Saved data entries
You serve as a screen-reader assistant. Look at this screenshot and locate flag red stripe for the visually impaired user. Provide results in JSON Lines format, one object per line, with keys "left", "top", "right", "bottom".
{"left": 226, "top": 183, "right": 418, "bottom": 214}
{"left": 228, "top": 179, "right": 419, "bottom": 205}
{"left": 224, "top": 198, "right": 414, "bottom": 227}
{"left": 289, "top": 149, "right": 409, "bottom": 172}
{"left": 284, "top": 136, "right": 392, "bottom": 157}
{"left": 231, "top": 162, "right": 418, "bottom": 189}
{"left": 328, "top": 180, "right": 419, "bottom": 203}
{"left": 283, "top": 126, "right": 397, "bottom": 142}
---
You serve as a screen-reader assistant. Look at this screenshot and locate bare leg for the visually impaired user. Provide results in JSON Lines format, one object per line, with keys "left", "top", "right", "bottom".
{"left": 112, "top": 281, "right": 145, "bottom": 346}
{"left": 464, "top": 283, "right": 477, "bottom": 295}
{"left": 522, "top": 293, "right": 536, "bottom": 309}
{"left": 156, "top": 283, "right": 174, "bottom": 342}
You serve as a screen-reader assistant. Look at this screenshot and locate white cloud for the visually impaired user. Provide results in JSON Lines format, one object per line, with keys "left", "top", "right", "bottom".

(BRIEF) Above are the entries. Quote exactly the lines from the one bearing "and locate bare" through the one bearing "and locate white".

(WRITTEN SOLUTION)
You serve as a screen-reader assistant. Look at this screenshot and locate bare leg for the visually impaired user. Provide results in JSON Lines format, one object per line, with keys "left", "top", "right", "bottom".
{"left": 112, "top": 281, "right": 145, "bottom": 346}
{"left": 464, "top": 283, "right": 477, "bottom": 295}
{"left": 522, "top": 293, "right": 536, "bottom": 309}
{"left": 156, "top": 283, "right": 174, "bottom": 342}
You serve as a screen-reader assistant. Look at this screenshot and locate white cloud for the visually impaired user. Provide results in JSON Lines format, one object per line, with keys "left", "top", "right", "bottom".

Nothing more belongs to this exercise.